Data drawn from a collection
+ + + +

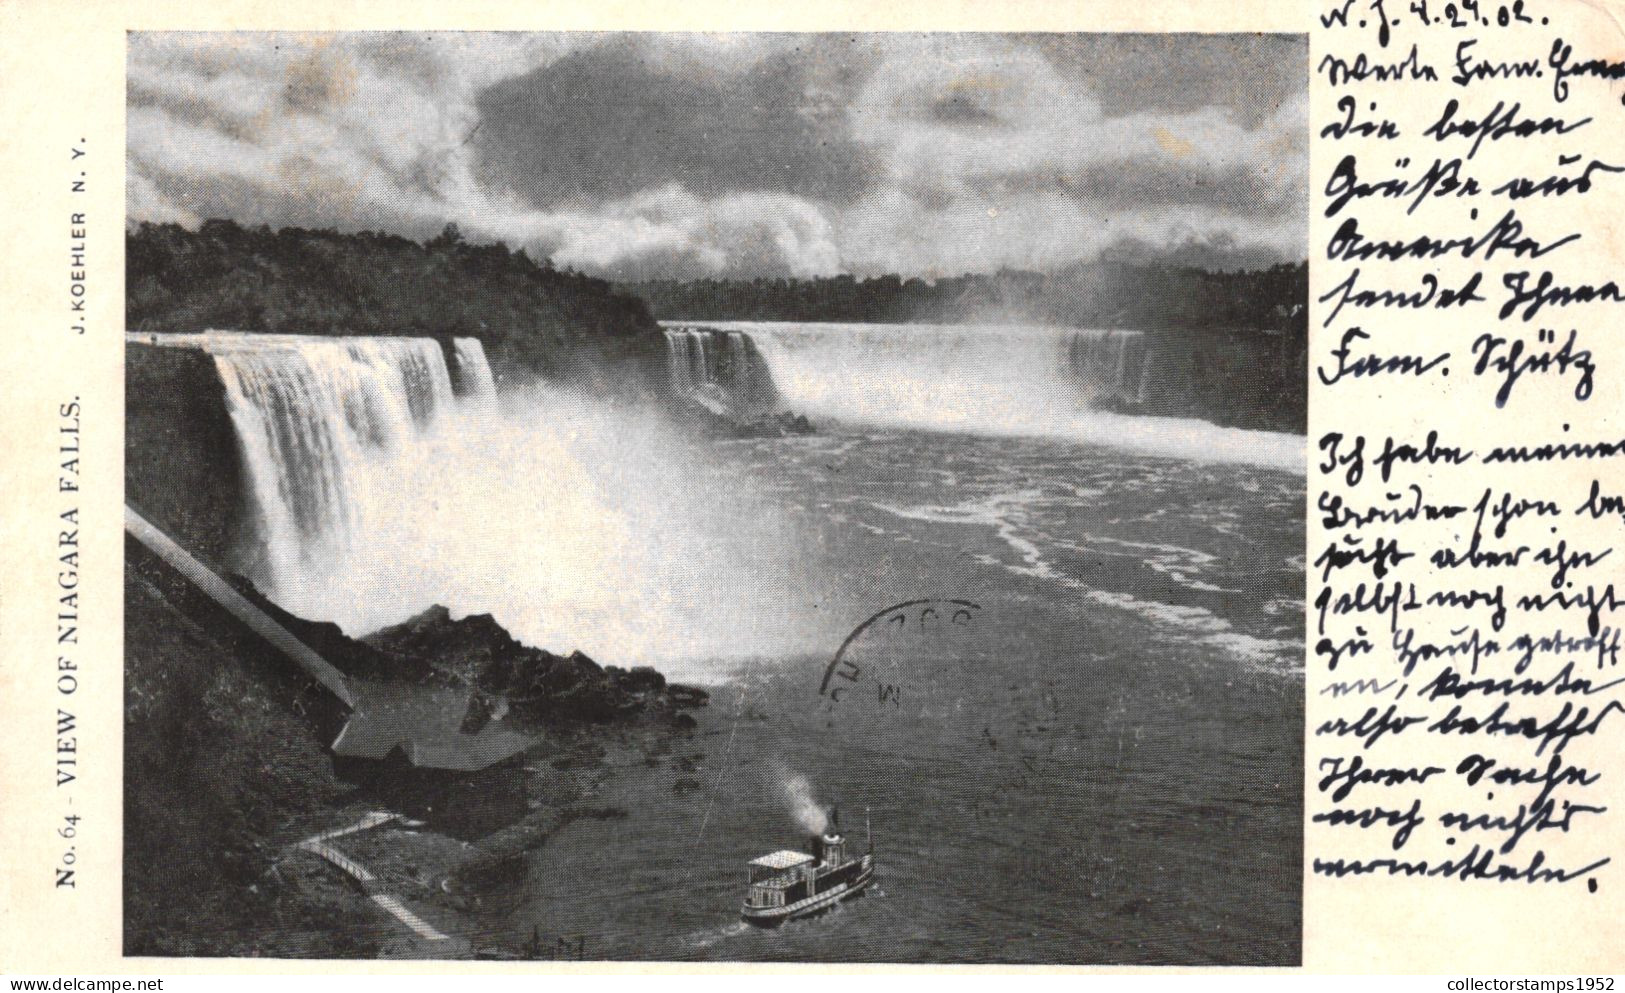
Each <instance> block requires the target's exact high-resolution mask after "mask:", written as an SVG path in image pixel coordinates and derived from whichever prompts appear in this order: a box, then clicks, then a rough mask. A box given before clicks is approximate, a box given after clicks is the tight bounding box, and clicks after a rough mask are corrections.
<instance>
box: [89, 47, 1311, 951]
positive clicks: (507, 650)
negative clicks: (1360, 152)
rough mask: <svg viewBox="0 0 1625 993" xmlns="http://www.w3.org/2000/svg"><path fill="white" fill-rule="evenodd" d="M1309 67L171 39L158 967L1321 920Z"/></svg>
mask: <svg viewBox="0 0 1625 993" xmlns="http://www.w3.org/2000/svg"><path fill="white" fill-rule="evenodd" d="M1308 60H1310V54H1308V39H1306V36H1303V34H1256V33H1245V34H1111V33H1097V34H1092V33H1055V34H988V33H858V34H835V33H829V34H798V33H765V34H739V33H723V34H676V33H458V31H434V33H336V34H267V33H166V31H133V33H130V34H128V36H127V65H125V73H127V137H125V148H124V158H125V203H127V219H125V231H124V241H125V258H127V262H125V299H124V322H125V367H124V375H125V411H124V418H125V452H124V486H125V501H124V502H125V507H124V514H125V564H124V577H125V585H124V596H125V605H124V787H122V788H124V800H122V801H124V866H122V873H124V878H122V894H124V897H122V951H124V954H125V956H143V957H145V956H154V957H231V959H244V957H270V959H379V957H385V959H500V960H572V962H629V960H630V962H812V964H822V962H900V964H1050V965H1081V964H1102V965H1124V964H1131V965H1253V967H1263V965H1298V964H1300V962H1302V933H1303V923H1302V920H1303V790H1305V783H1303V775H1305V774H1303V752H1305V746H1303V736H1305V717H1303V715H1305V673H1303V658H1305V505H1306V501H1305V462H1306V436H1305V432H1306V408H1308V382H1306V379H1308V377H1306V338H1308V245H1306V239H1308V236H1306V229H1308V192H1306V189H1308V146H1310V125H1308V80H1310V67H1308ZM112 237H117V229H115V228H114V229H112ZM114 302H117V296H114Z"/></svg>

+ + + +

• **Activity**
Rename "rough mask" to "coarse mask" in everything from the start of the data down through the line containing "rough mask: <svg", and return those lines otherwise unchanged, leaving the pictures out.

• **Output for this exercise**
Each <instance> block requires the target's exact high-resolution mask after "mask:", written as an SVG path in image pixel coordinates and derived from whichever prompts appear in this order: a box, then clicks, then a coarse mask. A box given before clicks is approximate, a box given after clicks is the tight bounding box, and clicks after a coarse mask are corrections.
<instance>
box: [89, 47, 1311, 951]
positive clicks: (507, 650)
negative clicks: (1360, 152)
coarse mask: <svg viewBox="0 0 1625 993" xmlns="http://www.w3.org/2000/svg"><path fill="white" fill-rule="evenodd" d="M1309 67L171 39L158 967L1321 920Z"/></svg>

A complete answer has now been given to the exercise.